Y esta... de medio perfil


Con los ojos cerrados, dejaba saltar mi fantasía desde la recreación de la vida de los primeros habitantes de aquel piso, allá por los años treinta, pasando por nuestras ya antiguas y casi olvidadas visitas a los balnearios de Jaraba, revividas por el artículo que escribió Pilar Bosqued sobre sus jardines, hasta perderme en diversas divagaciones sobre la inutilidad de la medicina agresiva cuando uno es capaz de cuidar y cultivar su propio cuerpo…

Pero el caso es que nunca lo hacemos. Solo nos damos cuenta de lo que tenemos al momento de perderlo. Y a veces es ya demasiado tarde. En mi caso, llevaba arrastrando desde agosto un dolor lumbar que se extendía por la pierna provocando parestesia y hormigueo. El malestar aumentó en septiembre, y el miedo a que fuera a más me hizo ponerme en manos de un especialista que, después de las pruebas de rigor (que incluían un desagradable electromiograma), me recomendó 15 sesiones de rehabilitación.

Datos de origen:
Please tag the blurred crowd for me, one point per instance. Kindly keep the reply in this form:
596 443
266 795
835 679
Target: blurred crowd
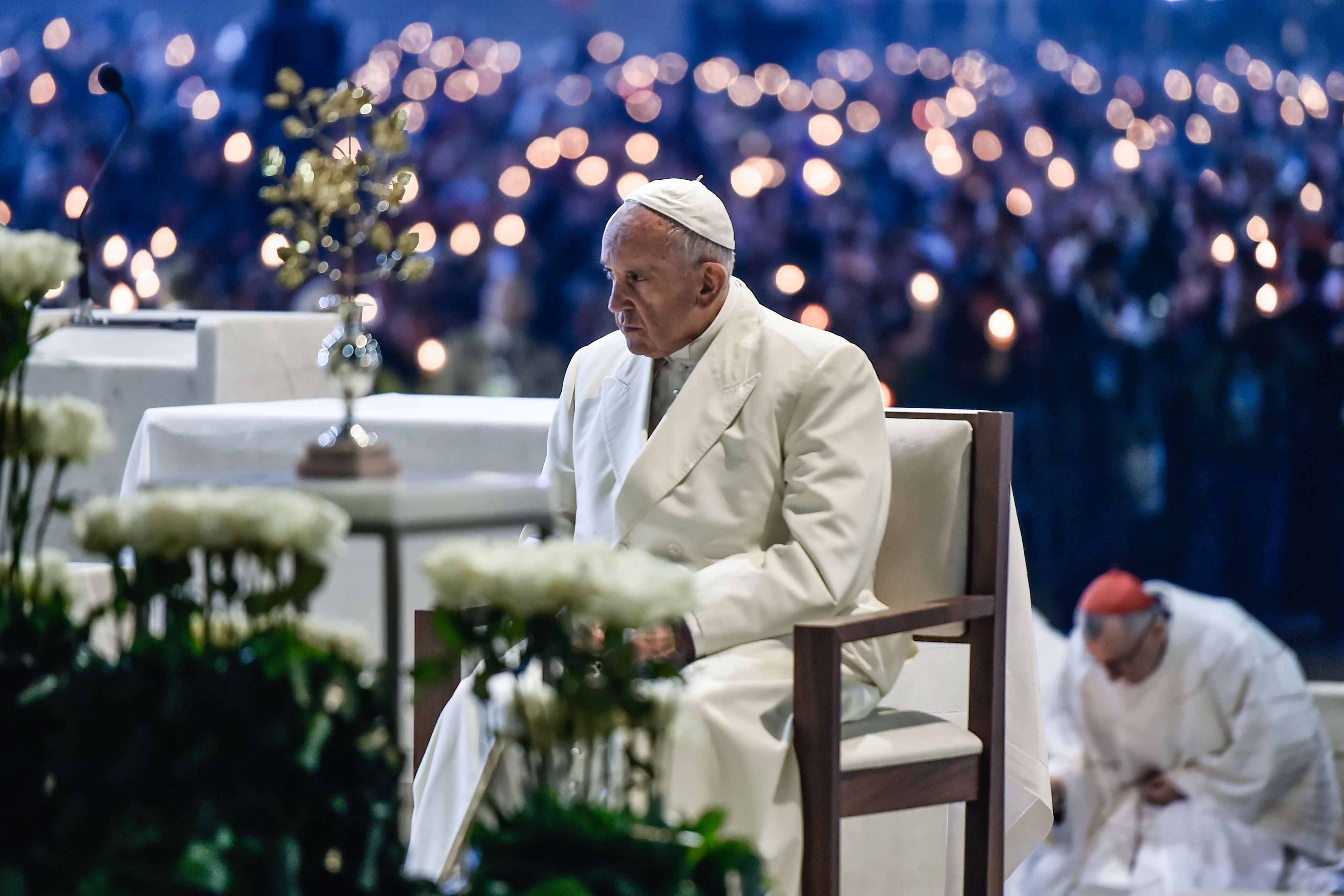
1144 268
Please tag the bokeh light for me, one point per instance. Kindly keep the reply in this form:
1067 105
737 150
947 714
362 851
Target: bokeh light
947 160
607 46
1177 84
1061 174
510 230
824 130
180 50
76 201
827 93
820 177
1018 202
987 146
543 152
815 316
44 89
1038 141
271 248
239 148
1198 130
1125 155
1265 254
115 252
641 148
1311 198
57 34
863 116
464 240
1267 300
515 180
412 190
925 289
432 357
746 180
628 183
369 308
789 279
592 171
461 85
163 244
206 105
1224 249
1002 330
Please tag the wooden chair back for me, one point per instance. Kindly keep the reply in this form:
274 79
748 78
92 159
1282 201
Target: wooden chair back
830 794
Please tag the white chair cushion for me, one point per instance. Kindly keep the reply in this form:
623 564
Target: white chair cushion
902 737
924 550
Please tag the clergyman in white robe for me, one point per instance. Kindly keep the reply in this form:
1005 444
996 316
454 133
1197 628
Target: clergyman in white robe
1228 718
757 456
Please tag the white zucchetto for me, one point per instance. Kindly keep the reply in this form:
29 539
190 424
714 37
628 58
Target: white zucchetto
691 205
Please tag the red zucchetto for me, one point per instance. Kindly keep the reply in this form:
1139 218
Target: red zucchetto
1115 594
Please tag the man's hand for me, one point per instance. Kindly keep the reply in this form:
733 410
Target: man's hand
655 644
1159 790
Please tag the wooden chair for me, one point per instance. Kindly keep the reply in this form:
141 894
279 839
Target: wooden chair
908 760
914 760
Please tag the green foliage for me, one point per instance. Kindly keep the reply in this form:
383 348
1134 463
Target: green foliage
187 766
596 677
552 849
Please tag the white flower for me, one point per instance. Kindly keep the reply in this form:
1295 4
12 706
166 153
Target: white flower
625 590
34 262
65 429
345 638
44 577
173 523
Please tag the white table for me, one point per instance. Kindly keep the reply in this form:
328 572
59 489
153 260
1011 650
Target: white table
214 357
439 438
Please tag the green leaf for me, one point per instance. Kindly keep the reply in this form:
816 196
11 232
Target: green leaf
319 730
203 867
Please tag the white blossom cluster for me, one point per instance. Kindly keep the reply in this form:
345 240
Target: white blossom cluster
44 577
174 522
624 590
61 429
34 262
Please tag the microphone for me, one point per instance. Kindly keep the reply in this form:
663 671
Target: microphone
111 81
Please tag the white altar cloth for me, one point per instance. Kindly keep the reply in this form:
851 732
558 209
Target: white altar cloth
443 434
230 357
433 436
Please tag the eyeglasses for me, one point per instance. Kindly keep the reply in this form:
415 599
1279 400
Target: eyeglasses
1116 667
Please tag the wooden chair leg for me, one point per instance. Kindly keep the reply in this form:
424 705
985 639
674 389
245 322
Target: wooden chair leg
430 699
816 737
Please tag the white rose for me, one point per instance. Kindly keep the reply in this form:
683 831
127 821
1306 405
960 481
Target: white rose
34 262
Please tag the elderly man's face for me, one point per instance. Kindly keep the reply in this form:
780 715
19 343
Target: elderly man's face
1125 656
661 299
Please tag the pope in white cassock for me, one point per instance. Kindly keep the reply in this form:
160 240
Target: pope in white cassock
750 448
1199 761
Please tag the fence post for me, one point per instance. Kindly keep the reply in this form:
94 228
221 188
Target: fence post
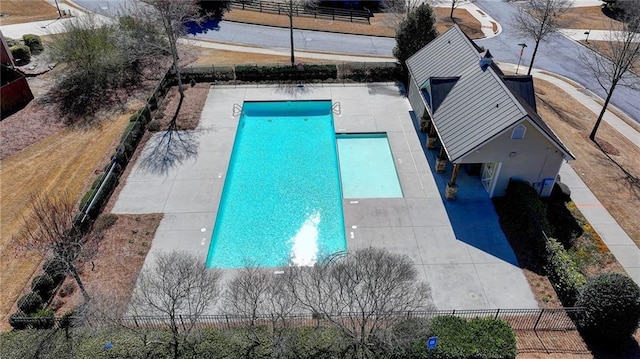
535 326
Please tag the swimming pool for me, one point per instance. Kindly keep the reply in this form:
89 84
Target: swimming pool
281 201
367 167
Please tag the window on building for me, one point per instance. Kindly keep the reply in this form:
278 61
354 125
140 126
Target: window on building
518 132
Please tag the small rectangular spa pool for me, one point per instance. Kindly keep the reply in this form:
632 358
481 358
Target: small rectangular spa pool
367 168
281 201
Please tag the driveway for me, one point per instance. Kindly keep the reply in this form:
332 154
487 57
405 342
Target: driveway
558 54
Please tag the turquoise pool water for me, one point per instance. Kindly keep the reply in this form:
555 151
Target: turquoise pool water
367 167
281 202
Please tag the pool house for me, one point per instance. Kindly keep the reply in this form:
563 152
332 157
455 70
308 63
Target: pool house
479 119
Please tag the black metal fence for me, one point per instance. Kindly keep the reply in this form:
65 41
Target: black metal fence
548 319
316 12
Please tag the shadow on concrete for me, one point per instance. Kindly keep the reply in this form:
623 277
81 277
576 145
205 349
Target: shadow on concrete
472 215
169 149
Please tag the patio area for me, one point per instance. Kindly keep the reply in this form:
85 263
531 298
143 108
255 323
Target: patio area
457 246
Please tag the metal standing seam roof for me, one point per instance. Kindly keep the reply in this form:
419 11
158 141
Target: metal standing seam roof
480 106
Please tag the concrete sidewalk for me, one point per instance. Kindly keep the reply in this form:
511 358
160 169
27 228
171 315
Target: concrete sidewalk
595 35
619 243
466 269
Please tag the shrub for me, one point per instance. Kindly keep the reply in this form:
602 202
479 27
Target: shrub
19 321
12 42
56 268
20 53
563 272
477 338
43 285
371 73
154 125
612 308
43 319
33 42
285 73
409 337
30 303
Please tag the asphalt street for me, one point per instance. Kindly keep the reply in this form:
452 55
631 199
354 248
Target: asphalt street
558 54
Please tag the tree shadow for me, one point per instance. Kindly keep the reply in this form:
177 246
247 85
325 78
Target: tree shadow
169 149
631 180
194 28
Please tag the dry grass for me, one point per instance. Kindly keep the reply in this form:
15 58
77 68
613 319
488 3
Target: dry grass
591 17
111 277
468 24
63 161
20 11
604 47
603 173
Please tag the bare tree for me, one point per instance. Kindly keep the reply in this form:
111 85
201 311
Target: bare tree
538 19
169 149
454 5
363 293
258 294
293 8
619 56
398 9
170 16
179 286
49 229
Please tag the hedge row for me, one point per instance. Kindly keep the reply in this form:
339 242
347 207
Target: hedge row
530 214
563 272
20 53
361 72
479 338
476 338
120 158
371 73
286 73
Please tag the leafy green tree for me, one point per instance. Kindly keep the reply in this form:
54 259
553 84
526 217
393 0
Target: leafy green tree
612 308
415 32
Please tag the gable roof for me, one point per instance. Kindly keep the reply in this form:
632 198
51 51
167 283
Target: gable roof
480 105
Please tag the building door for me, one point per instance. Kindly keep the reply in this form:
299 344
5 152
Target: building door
489 172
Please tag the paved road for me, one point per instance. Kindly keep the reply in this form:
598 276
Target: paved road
558 55
304 40
273 37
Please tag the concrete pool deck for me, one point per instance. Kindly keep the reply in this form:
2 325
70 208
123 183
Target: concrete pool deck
474 272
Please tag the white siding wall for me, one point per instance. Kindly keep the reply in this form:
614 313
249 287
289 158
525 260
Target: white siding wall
535 159
415 99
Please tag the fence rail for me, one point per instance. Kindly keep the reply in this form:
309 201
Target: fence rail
317 12
553 319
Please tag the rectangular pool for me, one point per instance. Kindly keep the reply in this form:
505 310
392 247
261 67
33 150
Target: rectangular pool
367 166
281 202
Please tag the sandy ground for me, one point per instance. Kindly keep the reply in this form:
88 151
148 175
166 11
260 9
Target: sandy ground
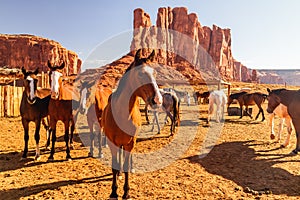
243 163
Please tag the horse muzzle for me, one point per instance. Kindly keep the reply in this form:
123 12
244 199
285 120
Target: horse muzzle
54 95
269 110
31 101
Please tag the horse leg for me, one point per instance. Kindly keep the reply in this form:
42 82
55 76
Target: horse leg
289 129
100 143
72 133
25 124
37 139
67 139
247 112
146 114
280 128
271 124
115 170
126 171
53 128
297 130
92 136
48 131
241 108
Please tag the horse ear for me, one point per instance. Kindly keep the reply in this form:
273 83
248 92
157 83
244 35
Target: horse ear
36 71
49 65
151 57
138 55
23 70
61 66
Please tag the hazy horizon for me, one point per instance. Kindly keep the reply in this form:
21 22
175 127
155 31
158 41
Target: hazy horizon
264 33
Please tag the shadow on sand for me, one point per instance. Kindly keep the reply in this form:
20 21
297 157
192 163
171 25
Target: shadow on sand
238 162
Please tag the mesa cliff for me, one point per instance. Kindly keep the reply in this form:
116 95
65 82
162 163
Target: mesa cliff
33 52
170 33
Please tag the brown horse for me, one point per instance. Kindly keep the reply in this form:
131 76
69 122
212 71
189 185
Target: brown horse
171 106
291 99
61 106
198 96
121 118
247 99
34 107
92 103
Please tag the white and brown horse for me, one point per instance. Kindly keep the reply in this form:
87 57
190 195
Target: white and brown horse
291 99
121 117
61 107
33 108
282 113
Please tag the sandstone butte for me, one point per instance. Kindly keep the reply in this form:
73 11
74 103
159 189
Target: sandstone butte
33 52
215 41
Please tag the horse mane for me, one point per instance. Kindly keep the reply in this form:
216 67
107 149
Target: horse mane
278 91
237 95
176 104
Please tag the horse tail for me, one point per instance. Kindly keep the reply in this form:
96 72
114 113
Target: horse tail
176 104
265 96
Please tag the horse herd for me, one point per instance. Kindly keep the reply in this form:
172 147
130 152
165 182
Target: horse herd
121 123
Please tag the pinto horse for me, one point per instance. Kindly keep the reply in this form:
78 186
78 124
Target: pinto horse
61 106
247 99
92 103
121 117
291 99
34 107
282 113
218 98
170 106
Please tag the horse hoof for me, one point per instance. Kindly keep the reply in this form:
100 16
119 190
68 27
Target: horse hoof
120 176
23 159
101 155
294 152
37 158
282 146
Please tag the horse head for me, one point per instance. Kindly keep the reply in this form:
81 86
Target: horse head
85 93
141 78
273 99
30 84
55 79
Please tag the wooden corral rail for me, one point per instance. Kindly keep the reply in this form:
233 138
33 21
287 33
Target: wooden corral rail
11 89
10 99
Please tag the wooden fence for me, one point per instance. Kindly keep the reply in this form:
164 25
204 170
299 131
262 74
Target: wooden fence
10 99
11 95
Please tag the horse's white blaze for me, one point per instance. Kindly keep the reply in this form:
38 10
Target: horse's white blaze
54 83
158 97
83 99
31 87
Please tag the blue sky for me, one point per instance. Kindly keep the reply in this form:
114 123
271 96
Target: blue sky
265 34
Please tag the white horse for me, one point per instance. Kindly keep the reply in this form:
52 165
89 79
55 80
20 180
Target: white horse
218 98
282 113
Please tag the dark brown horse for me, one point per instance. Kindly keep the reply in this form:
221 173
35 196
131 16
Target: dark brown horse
92 103
198 96
34 107
61 106
121 118
170 106
291 99
247 99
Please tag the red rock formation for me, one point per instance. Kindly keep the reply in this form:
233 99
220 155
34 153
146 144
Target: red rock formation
33 52
181 34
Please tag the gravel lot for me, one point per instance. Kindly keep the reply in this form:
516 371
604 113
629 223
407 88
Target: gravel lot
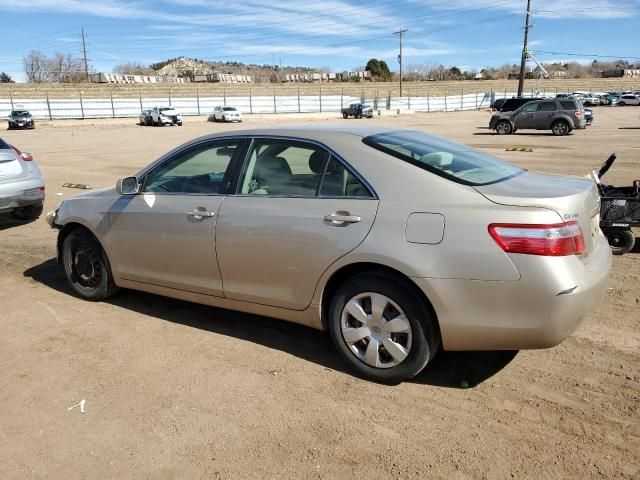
176 390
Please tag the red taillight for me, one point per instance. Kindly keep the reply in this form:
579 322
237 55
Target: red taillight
27 157
555 240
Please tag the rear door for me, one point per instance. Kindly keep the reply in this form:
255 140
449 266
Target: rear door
298 209
546 114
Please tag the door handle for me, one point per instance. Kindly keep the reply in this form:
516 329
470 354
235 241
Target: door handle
341 218
200 213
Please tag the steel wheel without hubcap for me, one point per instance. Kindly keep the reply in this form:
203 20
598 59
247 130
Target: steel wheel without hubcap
376 330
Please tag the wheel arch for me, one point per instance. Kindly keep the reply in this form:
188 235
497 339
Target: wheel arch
338 277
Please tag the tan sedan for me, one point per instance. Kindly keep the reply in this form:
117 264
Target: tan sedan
395 241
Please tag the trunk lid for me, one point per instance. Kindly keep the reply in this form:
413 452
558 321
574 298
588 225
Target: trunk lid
10 166
574 199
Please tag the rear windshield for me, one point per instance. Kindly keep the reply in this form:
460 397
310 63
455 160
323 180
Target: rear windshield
451 160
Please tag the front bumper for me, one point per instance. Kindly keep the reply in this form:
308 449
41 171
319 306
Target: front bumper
540 310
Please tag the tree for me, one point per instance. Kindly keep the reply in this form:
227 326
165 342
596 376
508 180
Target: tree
6 78
379 70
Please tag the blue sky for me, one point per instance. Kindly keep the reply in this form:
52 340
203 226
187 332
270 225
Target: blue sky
339 34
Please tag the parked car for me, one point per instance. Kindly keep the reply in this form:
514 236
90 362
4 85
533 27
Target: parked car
20 119
357 110
161 116
21 183
225 114
514 103
309 225
146 118
560 116
628 100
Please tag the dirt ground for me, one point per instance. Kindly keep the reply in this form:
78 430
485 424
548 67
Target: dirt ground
176 390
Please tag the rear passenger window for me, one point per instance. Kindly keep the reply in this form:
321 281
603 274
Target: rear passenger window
340 182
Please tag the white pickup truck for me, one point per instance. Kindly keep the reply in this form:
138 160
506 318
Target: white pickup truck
161 116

Tarea a realizar: ¿Cuántas sesiones de rehabilitación recomendó el especialista según el texto del ejercicio?

Respuesta: El especialista recomendó 15 sesiones de rehabilitación.